### AANGELEVERDE TEKST

Iedereen wilde graag weten hoe hij de vastgoedwereld op achterstand had gezet door in het midden van de crisis de hopeloze Shell-toren te transformeren tot de wereldwijd succesvolle A’dam Toren. Stutterheim vertelde dat zijn aanpak bestond uit oude en nieuwe elementen. Om de prijsvraag van de gemeente Amsterdam te winnen, steunde hij vooral op traditionele elementen: eigen geld en eigen huurders. Door het verzilveren van ID&T was geld geen probleem, en hij kon zijn invloed aanwenden om ID&T als huurder aan te trekken. De meeste tijd ging zitten in een relatief klein onderdeel van de transactie: de club. Duncan wilde het gebouw laten aansluiten bij de beleving waarmee hij successen had gehaald met zijn dancefestivals. Geen duffe verzameling werkplekken, maar een spetterend gebouw, waar elke huurder trots op is. Al zal ook deze toren in de praktijk worden bevolkt door brave huisvaders- en moeders die van 9 tot 5 ploeteren, alleen al het idee dat elke dag het dak eraf kan, geeft een kick.
Schijnzekerheid
Nu past niet bij elke werkgever het wilde uitgaansimago, maar ook gevestigde bedrijven zoals Sony Music kozen voor zijn concept. Volgens Stutterheim kostte het nog de meeste moeite om de gemeente te overtuigen, maar gezien het beperkte risico kreeg hij de ruimte. Stutterheim noemt dat de schijnzekerheid die het vastgoed zo vaak zoekt. De speurtocht is gericht op een gevestigde partij, die langjarig huurt. Hij heeft juist succes met innovatie. Om die reden heeft hij ook de Westergasfabriek heeft gekocht van Meyer Bergman. Het project heeft met illustere gasten zoals DWDD een modern imago, maar dat kan volgens Stutterheim veel beter, door boven op de huurders te gaan zitten, in de huid te kruipen van de bestaande en potentiële huurders én contacten op te bouwen met de buurt. De buurt is niet zo gecharmeerd van vernieuwing, maar door ze mee te nemen in de kansen van het gebied, kan dat veranderen.

######
### DE GEGEVENS

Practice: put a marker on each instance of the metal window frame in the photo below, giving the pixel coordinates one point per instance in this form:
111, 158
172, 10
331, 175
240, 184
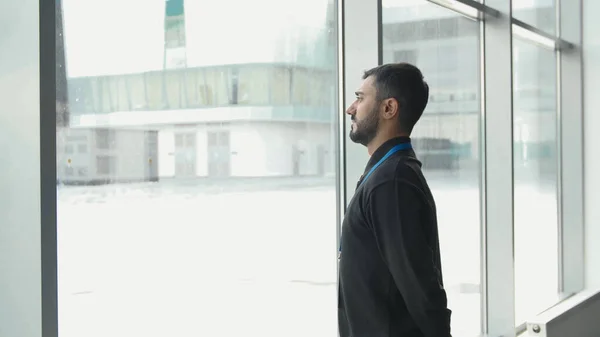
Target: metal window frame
28, 289
570, 122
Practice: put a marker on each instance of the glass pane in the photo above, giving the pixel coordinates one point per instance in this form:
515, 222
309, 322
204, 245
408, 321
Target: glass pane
188, 198
540, 14
535, 179
445, 46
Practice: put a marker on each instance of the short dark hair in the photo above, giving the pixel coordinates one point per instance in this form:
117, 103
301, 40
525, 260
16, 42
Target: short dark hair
405, 83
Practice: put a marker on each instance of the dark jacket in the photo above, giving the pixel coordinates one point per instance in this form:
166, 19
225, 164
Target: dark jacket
390, 281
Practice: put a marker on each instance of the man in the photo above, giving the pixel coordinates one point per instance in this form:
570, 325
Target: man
390, 282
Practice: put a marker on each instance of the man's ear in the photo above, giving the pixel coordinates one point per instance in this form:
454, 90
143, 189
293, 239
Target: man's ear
390, 108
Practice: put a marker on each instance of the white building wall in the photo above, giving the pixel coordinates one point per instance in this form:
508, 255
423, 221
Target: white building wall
591, 85
257, 149
166, 153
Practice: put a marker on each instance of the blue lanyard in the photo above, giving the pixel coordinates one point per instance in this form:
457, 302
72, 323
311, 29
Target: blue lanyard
399, 147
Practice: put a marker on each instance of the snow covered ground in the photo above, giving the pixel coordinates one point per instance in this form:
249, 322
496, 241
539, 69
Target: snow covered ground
185, 259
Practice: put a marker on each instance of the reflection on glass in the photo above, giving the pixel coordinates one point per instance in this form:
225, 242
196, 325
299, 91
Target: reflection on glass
196, 169
445, 46
540, 14
535, 179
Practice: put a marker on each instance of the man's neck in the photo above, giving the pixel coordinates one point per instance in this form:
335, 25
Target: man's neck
380, 139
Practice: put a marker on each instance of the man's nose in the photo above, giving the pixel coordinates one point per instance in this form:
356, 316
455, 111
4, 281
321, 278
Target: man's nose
351, 109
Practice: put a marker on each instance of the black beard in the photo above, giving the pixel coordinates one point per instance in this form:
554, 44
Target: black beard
365, 131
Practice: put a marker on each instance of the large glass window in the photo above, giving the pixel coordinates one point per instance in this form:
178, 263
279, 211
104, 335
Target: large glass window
445, 46
190, 187
535, 179
540, 14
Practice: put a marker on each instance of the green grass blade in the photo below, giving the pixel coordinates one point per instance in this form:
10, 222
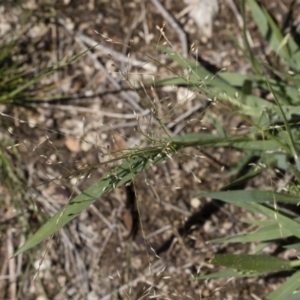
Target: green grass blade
252, 263
286, 289
269, 29
228, 273
120, 175
283, 221
257, 196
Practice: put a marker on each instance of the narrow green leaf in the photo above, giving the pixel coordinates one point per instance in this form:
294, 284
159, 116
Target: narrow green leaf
257, 196
228, 273
120, 175
267, 233
285, 291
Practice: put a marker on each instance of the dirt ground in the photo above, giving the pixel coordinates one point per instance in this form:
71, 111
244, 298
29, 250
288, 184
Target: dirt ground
118, 249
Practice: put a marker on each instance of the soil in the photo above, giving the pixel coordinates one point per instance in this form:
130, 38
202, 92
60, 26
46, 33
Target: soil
147, 239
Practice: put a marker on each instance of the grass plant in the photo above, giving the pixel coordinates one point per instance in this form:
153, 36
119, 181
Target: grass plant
271, 140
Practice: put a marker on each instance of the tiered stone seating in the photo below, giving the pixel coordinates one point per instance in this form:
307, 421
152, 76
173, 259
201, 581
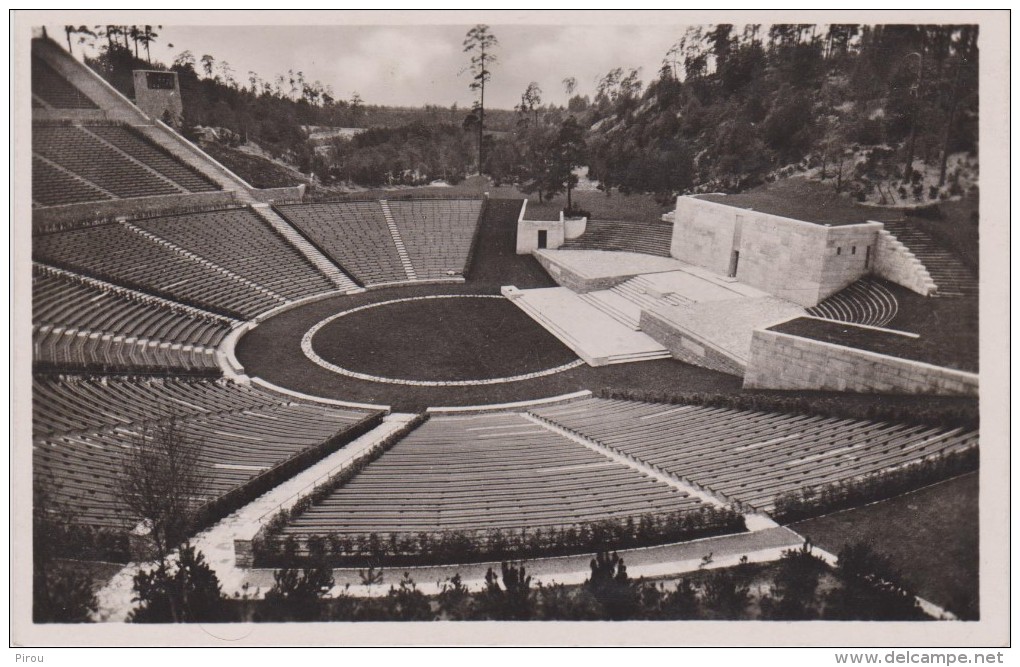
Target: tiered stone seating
51, 187
437, 234
114, 253
66, 405
55, 90
153, 156
867, 301
89, 158
752, 457
354, 235
242, 242
78, 324
489, 471
237, 443
648, 238
951, 275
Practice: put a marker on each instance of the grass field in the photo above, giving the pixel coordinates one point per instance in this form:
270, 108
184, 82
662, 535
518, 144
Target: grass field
930, 534
441, 340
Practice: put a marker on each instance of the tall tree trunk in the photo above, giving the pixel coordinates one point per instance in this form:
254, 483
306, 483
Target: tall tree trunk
949, 126
909, 168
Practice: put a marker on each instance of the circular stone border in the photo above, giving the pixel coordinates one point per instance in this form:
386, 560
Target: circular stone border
306, 347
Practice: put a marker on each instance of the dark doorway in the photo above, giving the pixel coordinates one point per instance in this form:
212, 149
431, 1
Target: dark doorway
733, 261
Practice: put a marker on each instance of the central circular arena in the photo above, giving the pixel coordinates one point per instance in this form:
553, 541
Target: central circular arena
437, 341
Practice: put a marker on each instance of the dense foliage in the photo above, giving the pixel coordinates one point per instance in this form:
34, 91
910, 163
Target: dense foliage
864, 107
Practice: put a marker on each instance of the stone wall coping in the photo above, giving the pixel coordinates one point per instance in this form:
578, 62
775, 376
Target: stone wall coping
962, 375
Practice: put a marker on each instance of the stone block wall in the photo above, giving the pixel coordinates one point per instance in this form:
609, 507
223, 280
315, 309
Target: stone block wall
686, 347
780, 361
797, 260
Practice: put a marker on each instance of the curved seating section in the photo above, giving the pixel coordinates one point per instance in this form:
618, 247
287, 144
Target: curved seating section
752, 457
73, 350
647, 238
242, 242
54, 90
487, 471
437, 234
867, 301
239, 433
59, 301
115, 253
952, 276
354, 235
142, 149
115, 161
85, 156
51, 187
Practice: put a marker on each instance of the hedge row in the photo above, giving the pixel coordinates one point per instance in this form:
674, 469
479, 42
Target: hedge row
816, 501
393, 550
932, 411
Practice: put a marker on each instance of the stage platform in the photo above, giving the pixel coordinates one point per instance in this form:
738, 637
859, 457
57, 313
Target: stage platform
594, 336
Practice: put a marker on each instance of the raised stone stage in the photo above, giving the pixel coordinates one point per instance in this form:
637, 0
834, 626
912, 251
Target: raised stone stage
594, 336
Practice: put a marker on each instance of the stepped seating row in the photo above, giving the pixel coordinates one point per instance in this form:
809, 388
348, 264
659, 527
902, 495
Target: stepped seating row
81, 153
71, 404
153, 156
59, 301
82, 470
55, 90
497, 470
51, 187
952, 276
437, 234
115, 253
97, 154
97, 352
647, 238
240, 241
354, 235
867, 301
752, 457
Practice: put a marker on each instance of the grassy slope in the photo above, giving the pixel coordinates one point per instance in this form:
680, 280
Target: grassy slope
930, 534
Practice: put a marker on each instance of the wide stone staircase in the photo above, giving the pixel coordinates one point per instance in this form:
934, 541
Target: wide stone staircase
952, 277
625, 301
320, 261
594, 336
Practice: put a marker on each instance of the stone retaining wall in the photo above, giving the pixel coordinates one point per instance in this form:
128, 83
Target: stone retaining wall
686, 347
781, 361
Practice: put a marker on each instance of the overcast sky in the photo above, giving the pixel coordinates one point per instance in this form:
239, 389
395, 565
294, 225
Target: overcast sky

######

▶ [UIT TE WERKEN OPGAVEN]:
**a)** Toon elke regel uit de gegevens waarin de tekenreeks "beard" voorkomt, waarbij hoofdletters en kleine letters van belang zijn.
**b)** Zet de tekst over de A'dam Toren voort, aansluitend op de laatste zin ervan.
De tekst en de gegevens staan geheel los van elkaar.

▶ [OVERZICHT ANTWOORDEN]:
**a)**
Practice: put a marker on each instance of the black beard in the photo above, giving the pixel coordinates one point per instance in this form:
Target: black beard

**b)**
Verandering staat ook centraal bij de woningen die hij ontwikkelt achter De Telegraaf, tot voor kort het meest desolate gebied van Amsterdam. Hij is niet bang om dwars te zijn: ‘Ik ben er trots op om vastgoedman te zijn’ is een uitspraak die het goed doet bij het NVM Business-publiek, maar die bij zijn oude vrienden op hoongelach kan rekenen. Zijn tomeloze inzet gaat hij ook gebruiken voor Amsterdam 750 jaar. Hij is voorzitter van de stichting die met innovatie Amsterdam op de wereldkaart zet.
Stutterheim schroomt ook niet om de bastions van het establishment te bestormen. Zo zit hij in het bestuur van het Koninklijk Concertgebouw Orkest. In plaats van als een nieuwe regent op het pluche neder te dalen, gaat hij meteen aan de slag met branding (RCO moet het worden, Royal Concertgebouw Orchestra, en waarom zitten ze niet aan de knoppen bij Primephonic, de start-up die met klassiek de strijd aangaat met Spotify?).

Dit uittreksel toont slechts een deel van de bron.